═════ Data section ═════

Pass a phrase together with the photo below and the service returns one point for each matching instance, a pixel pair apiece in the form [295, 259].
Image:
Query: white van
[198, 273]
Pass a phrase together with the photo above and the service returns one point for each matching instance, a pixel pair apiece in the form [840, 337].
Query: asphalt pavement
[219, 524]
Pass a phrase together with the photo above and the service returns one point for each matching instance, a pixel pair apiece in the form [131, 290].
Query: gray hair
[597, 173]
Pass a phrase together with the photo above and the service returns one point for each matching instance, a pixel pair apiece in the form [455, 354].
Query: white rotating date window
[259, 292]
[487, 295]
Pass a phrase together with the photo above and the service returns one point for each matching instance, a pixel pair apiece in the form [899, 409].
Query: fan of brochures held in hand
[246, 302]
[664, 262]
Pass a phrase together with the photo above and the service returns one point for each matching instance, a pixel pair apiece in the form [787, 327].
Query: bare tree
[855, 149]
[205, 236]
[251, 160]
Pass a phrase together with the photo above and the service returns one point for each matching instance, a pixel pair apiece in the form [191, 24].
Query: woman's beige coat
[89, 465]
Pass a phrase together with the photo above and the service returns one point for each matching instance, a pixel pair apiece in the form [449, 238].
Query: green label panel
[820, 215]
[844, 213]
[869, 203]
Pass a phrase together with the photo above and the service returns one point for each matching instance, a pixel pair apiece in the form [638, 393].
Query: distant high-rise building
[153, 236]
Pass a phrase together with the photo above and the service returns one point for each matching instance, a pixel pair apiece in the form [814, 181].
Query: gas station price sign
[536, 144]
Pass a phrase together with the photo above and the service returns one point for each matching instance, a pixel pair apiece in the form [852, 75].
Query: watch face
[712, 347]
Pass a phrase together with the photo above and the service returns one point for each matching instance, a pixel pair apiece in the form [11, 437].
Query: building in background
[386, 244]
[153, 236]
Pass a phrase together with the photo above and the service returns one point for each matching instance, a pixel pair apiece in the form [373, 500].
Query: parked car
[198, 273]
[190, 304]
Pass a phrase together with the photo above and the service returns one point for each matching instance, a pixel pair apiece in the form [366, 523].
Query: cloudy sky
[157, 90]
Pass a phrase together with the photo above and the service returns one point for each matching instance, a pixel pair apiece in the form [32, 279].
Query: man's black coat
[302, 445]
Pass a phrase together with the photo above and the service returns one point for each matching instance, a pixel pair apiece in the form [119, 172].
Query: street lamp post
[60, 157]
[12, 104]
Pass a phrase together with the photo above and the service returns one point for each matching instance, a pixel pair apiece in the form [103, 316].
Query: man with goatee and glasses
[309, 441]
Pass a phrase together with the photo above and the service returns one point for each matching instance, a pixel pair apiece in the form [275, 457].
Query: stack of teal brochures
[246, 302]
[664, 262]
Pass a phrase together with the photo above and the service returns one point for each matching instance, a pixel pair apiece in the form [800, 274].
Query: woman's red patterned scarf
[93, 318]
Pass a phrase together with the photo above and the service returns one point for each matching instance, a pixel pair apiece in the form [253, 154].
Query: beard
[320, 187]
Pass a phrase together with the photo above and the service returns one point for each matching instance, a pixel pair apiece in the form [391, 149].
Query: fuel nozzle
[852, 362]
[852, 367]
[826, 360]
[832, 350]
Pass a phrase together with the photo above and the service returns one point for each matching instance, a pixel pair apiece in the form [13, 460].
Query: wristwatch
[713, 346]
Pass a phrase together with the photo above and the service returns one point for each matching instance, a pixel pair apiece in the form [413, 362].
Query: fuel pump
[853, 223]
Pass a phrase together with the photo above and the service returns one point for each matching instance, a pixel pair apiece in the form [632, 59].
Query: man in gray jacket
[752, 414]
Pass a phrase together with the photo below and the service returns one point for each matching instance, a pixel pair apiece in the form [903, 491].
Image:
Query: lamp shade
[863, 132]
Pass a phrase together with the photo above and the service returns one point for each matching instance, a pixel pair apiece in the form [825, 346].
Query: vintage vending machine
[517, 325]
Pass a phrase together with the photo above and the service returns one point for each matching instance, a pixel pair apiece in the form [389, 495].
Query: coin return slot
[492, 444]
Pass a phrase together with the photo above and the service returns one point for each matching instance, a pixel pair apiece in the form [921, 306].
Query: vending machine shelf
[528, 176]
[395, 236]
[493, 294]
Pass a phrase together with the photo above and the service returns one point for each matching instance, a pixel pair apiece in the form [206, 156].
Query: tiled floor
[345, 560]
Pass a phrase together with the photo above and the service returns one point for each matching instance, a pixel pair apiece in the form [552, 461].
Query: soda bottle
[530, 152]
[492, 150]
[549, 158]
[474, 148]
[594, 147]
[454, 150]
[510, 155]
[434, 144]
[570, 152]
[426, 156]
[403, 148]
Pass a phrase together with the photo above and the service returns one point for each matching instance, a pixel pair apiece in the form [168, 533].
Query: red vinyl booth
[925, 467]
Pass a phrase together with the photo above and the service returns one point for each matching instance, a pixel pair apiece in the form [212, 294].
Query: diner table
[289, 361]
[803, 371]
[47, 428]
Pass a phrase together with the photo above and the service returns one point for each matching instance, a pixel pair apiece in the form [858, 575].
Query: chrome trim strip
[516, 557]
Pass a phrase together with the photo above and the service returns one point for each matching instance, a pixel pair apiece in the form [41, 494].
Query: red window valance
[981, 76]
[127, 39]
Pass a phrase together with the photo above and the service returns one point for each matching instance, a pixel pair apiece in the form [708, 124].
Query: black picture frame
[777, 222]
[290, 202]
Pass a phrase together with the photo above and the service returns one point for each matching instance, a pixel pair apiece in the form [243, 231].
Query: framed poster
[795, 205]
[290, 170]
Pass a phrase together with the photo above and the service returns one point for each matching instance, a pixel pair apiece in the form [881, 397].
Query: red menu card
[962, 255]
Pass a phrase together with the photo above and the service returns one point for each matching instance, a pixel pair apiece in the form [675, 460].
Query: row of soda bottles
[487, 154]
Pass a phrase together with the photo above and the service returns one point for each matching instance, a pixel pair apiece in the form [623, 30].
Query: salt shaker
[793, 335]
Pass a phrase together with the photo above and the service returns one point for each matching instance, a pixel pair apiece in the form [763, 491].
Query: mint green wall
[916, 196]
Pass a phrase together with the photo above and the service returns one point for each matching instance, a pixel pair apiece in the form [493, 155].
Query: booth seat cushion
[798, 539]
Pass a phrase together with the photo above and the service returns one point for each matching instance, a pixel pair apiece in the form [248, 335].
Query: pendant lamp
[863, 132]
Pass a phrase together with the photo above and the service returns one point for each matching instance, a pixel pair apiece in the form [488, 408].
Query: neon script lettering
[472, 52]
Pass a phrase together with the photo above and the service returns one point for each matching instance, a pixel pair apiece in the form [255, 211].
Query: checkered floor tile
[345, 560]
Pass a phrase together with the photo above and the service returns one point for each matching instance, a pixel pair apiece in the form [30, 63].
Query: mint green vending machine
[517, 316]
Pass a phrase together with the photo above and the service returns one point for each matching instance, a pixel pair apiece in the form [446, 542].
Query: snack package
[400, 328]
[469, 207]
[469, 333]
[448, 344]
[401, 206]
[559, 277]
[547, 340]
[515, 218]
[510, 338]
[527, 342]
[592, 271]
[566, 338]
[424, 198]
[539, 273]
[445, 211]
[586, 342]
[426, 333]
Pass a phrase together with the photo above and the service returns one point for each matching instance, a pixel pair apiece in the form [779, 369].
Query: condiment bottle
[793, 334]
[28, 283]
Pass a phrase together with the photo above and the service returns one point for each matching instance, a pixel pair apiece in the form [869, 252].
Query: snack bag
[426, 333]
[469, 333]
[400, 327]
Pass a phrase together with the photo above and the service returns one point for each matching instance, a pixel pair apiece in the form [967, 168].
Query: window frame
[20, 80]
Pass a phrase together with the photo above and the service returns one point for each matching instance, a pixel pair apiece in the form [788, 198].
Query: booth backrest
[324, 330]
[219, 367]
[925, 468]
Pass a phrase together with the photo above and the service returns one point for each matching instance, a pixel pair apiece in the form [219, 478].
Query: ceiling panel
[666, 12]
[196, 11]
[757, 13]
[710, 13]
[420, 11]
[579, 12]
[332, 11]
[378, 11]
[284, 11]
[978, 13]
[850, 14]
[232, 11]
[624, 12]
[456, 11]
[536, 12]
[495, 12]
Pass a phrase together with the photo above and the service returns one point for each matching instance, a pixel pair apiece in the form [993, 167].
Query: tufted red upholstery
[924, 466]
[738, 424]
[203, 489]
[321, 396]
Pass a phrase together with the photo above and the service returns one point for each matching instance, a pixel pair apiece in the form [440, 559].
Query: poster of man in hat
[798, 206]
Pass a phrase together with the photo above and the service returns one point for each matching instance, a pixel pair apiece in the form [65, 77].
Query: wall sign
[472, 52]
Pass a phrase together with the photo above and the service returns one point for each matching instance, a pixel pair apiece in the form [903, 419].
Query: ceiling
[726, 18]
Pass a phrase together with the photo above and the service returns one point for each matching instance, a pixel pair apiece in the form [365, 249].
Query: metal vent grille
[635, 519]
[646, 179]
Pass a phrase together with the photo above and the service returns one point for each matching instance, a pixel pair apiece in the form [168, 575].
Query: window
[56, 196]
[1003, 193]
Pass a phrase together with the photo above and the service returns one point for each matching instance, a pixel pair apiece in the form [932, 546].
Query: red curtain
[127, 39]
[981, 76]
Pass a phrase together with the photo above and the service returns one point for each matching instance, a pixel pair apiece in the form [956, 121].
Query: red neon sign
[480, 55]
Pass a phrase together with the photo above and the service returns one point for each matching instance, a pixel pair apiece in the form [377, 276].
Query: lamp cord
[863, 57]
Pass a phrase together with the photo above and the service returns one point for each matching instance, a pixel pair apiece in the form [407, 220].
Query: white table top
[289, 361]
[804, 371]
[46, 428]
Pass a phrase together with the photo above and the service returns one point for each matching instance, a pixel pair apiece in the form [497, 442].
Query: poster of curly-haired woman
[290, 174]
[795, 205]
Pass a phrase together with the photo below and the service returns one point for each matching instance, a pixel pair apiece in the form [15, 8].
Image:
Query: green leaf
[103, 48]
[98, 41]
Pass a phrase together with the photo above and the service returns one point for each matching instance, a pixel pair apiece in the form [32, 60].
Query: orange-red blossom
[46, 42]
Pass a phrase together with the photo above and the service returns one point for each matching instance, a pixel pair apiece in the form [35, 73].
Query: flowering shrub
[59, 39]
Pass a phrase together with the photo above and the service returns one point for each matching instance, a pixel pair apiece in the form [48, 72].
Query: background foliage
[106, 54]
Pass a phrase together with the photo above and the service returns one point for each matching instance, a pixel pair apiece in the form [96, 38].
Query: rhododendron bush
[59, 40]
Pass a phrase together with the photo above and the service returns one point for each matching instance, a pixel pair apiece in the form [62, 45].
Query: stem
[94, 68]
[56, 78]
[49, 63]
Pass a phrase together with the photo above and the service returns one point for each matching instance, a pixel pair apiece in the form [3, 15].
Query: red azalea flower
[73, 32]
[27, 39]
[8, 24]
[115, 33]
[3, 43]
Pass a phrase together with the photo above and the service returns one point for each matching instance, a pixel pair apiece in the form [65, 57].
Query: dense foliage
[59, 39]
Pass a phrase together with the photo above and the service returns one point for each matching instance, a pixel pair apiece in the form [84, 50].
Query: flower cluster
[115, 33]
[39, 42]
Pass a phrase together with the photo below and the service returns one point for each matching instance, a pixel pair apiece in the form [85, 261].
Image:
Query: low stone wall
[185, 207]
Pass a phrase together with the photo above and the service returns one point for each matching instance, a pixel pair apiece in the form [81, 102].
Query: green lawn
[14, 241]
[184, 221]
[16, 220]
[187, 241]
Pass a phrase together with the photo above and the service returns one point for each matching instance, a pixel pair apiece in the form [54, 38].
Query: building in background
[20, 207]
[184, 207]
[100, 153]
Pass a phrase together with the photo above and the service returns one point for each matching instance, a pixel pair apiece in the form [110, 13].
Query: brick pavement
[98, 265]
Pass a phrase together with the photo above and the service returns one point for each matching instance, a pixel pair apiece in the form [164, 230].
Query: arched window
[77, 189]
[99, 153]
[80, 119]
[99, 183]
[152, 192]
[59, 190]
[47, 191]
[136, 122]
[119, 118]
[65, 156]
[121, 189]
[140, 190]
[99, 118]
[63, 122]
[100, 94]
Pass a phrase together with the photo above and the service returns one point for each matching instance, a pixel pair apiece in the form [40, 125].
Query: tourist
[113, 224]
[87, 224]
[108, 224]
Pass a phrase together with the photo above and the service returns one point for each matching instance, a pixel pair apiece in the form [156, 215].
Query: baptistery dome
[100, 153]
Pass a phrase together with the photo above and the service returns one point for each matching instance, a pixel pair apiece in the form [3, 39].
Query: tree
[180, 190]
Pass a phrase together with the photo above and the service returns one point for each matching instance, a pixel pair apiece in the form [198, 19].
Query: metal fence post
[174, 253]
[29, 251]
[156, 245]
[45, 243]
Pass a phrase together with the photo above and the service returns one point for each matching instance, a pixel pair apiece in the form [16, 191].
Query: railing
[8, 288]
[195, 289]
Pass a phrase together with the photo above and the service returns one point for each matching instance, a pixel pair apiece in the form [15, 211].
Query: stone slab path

═════

## What you should do
In the entries above, take the line containing "form [156, 215]." and each later line through the last, and repeat them exactly. Output nothing else.

## Response
Pass a phrase together with the photo above and the service returns one point for each matching instance, a pixel pair apiece in the form [156, 215].
Query: baptistery dome
[100, 153]
Pass a phrase together with the photo above and the service returns one point for each matching instance, a pixel pair apiece in the form [3, 39].
Query: tree
[180, 190]
Pass a phrase together with the photo above and the service returns one point for each matching instance, a pixel pair apiece in the form [198, 19].
Query: metal fence post
[174, 253]
[29, 251]
[156, 245]
[45, 243]
Pass a phrase together with the photo above and the service returns one point for each matching instance, a pixel pair apiece in the form [16, 191].
Query: railing
[8, 288]
[195, 289]
Pass a phrase together with the photo above and the service returns one point for each matching instance, a pixel pair apiece in the form [15, 211].
Query: stone slab path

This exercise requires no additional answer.